Set down, in full, every record in the block.

___ Supplied material

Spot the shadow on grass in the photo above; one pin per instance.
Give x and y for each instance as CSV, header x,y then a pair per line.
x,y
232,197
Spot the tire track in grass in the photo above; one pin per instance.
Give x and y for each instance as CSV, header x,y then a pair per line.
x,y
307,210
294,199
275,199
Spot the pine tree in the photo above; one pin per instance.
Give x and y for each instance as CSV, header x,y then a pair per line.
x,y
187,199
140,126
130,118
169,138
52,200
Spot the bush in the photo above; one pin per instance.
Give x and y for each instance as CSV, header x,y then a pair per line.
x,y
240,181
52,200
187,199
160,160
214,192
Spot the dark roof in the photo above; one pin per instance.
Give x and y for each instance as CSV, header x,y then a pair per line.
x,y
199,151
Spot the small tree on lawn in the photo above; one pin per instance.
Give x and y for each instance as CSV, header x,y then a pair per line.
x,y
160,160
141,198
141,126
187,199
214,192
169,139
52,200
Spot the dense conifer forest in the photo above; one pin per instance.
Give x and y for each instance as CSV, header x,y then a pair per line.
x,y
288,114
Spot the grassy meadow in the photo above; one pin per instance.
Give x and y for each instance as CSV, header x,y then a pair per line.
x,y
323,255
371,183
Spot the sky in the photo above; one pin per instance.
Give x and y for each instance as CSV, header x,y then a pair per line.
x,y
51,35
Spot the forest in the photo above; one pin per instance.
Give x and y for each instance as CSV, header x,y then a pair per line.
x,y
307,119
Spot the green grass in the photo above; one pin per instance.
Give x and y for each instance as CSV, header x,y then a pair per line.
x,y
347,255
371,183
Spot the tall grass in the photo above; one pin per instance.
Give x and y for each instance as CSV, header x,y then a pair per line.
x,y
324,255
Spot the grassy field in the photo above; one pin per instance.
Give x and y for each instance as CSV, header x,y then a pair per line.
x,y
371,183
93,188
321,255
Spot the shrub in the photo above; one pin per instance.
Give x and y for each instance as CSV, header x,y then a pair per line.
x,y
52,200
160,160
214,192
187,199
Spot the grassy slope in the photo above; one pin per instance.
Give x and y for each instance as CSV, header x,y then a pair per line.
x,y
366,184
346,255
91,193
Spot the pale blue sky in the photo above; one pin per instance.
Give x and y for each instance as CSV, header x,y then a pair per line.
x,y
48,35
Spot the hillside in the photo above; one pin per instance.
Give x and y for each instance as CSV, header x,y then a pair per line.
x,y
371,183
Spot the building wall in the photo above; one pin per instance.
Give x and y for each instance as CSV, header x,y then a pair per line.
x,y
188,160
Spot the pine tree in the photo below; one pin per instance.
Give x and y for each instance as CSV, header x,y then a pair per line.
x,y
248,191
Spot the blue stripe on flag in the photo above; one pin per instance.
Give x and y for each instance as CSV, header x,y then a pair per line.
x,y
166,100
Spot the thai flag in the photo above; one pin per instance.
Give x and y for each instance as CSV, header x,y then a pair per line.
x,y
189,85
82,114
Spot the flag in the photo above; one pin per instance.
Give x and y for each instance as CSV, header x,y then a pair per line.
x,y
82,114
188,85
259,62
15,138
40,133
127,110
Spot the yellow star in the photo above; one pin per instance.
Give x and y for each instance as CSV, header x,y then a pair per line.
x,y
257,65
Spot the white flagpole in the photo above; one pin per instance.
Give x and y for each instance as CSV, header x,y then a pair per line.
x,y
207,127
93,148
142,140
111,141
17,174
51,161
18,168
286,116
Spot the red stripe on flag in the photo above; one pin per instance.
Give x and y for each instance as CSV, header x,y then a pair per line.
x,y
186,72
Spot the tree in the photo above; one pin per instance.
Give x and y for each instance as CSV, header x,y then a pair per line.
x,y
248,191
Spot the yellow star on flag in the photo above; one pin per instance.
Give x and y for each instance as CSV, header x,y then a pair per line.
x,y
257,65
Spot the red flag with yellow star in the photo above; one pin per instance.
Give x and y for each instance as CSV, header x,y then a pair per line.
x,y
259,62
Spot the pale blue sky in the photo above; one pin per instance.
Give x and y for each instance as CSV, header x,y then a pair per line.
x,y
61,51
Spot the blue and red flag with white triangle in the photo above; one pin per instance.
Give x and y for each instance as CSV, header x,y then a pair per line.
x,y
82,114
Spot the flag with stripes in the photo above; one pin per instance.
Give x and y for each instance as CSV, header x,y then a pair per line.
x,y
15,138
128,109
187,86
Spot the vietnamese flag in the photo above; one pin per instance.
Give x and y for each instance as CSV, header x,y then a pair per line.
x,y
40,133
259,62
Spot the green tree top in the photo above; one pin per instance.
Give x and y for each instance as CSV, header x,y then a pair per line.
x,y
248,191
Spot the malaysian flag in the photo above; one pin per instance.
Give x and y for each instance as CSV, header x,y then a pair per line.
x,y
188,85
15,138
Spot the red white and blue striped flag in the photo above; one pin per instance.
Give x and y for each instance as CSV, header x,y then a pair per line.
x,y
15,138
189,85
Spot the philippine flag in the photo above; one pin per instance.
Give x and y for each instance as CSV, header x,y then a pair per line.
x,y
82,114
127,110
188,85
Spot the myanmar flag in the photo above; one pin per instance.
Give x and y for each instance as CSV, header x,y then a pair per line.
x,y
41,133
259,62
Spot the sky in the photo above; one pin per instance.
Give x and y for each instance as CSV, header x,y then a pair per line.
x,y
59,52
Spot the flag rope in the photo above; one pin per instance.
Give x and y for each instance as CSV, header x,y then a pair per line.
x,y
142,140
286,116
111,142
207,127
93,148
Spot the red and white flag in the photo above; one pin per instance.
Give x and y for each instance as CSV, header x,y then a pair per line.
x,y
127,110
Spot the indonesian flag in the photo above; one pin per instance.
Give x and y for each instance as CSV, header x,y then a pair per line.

______

▶ **Finished exercise**
Spot the shadow on grass in the photo above; one pin per instance.
Give x and y for each instance as CSV, header x,y then a pair per line.
x,y
232,197
Spot the tire track in grass in the photo above; one pin per instance.
Give x and y for each instance as CSV, header x,y then a pair per line.
x,y
307,210
294,199
275,199
Spot the pine tree in the photo above; one pin per instance.
Give x and y for each instance as CSV, header x,y then a pair per line.
x,y
187,199
140,126
130,118
169,138
52,200
Spot the bush in the photo above; one pin per instance.
Give x and y for each instance as CSV, header x,y then a pair per line.
x,y
240,181
52,200
187,199
160,160
214,192
Spot the dark roof in the photo above; one pin per instance.
Give x and y for each instance as CSV, header x,y then a pair per line.
x,y
199,151
Spot the small tree on lawn in the photo above; one pin per instance.
Give x and y for each instance as CSV, header x,y then a pair per line.
x,y
160,160
141,198
141,126
187,199
214,192
169,139
52,200
Spot the dense conifer forest in the photo above; one pin per instance.
Give x and y for each instance as CSV, header x,y then a pair per line.
x,y
288,114
Spot the grassy meadow in the photo above; one pin per instance.
Give x and y for each instance as CSV, header x,y then a pair per line.
x,y
323,255
371,183
Spot the sky in the photo above; one pin per instance.
Give x and y for each instance as CSV, header x,y then a pair per line.
x,y
51,35
Spot the forest in the photo above; one pin per instance.
Give x and y for each instance as CSV, header x,y then a pair per line.
x,y
307,119
Spot the green grass in the photo above; one pin per instance.
Give x and y for each instance as CSV, header x,y then a pair per line.
x,y
347,255
371,183
Spot the tall grass in the photo above; one pin per instance.
Give x and y for each instance as CSV, header x,y then a pair per line.
x,y
324,255
Spot the grassy field in the photo above; one pin per instance.
Give x and y for each instance as CSV, header x,y then a pair per line.
x,y
371,183
93,188
321,255
Spot the shrub in the photo above; one pin per instance.
Give x and y for each instance as CSV, header x,y then a pair per line.
x,y
52,200
160,160
214,192
187,199
Spot the grassy slope in the photo above; one pin per instance.
Give x and y for each instance as CSV, header x,y then a pair per line.
x,y
366,184
346,255
91,193
Spot the pale blue sky in the photo above; one pin per instance.
Give x and y for each instance as CSV, header x,y then a pair per line.
x,y
48,35
Spot the hillside in the photo above; one pin per instance.
Give x and y for each instance as CSV, header x,y then a pair per line.
x,y
371,183
Spot the building wall in the photo above; one pin per instance.
Give x and y for each instance as CSV, header x,y then a pair per line.
x,y
188,160
Spot the pine tree in the photo below; one pin per instance.
Give x and y for each instance as CSV, header x,y then a pair per line.
x,y
248,191
Spot the blue stripe on flag in the photo above; one pin per instance.
Give x and y for each instance as CSV, header x,y then a pair per line.
x,y
166,100
Spot the thai flag in the photo above; one pin per instance.
Give x and y for each instance as CSV, header x,y then a pair per line.
x,y
189,85
82,114
Spot the flag in the photo above; one pin per instance.
Give x and y for each instance as CSV, header x,y then a pair per line.
x,y
82,114
188,85
259,62
15,138
40,133
127,110
Spot the yellow star in the photo above; one pin per instance.
Give x and y for each instance as CSV, header x,y then a pair per line.
x,y
257,65
Spot the white flagpole in the photo above; one pin per instance.
Give x and y for each instance as CSV, header x,y then a pair per line.
x,y
207,127
93,148
142,140
111,141
17,174
51,161
18,168
286,116
Spot the red stripe on flag in the photo above; one pin per instance.
Give x and y for each instance as CSV, header x,y then a pair per line.
x,y
186,72
Spot the tree in the photo above; one pin per instance.
Give x and y for each instance as CSV, header x,y then a pair per line.
x,y
248,191
Spot the yellow star on flag in the photo above; one pin per instance.
Give x and y for each instance as CSV, header x,y then a pair per line.
x,y
257,65
Spot the red flag with yellow star in the photo above; one pin per instance.
Give x and y for each instance as CSV, header x,y then a pair per line.
x,y
259,62
Spot the pale blue sky in the photo above; one pin per instance.
Give x and y for each instance as CSV, header x,y then a pair per line.
x,y
61,51
Spot the blue and red flag with white triangle in the photo above; one pin per instance.
Give x and y for each instance as CSV, header x,y then a pair per line.
x,y
82,114
Spot the flag with stripes in the photo above; one pin per instance.
Give x and y for each instance as CSV, header x,y then a pair per line.
x,y
15,138
128,109
187,86
Spot the vietnamese flag in the photo above; one pin per instance.
Give x and y for each instance as CSV, header x,y then a pair per line.
x,y
40,133
259,62
Spot the green tree top in the photo above; one pin per instance.
Give x and y for each instance as CSV, header x,y then a pair per line.
x,y
248,191
Spot the malaysian flag in the photo above; one pin per instance.
Give x and y for each instance as CSV, header x,y then a pair per line.
x,y
188,85
15,138
Spot the red white and blue striped flag in the photo above; one pin per instance.
Give x and y for each instance as CSV, header x,y then a pair per line.
x,y
15,138
189,85
Spot the philippine flag in the photo above; one pin per instance.
Give x and y for each instance as CSV, header x,y then a pair per line.
x,y
82,114
127,110
188,85
Spot the myanmar flag in the photo above; one pin per instance.
Give x and y for each instance as CSV, header x,y then a pair per line.
x,y
41,133
259,62
Spot the sky in the photo above; one pin per instance.
Give x and y for each instance as CSV, header x,y then a pair per line.
x,y
59,52
Spot the flag rope in the photo above; one pin per instance.
Give x and y for each instance as CSV, header x,y then a pair per line.
x,y
142,140
286,116
111,142
207,127
93,148
Spot the red and white flag in the photo above; one pin per instance.
Give x and y for each instance as CSV, header x,y then a pair per line.
x,y
127,110
Spot the indonesian flag in the photo above; one pin per instance.
Give x and y for each instance as CSV, header x,y then a pair per line.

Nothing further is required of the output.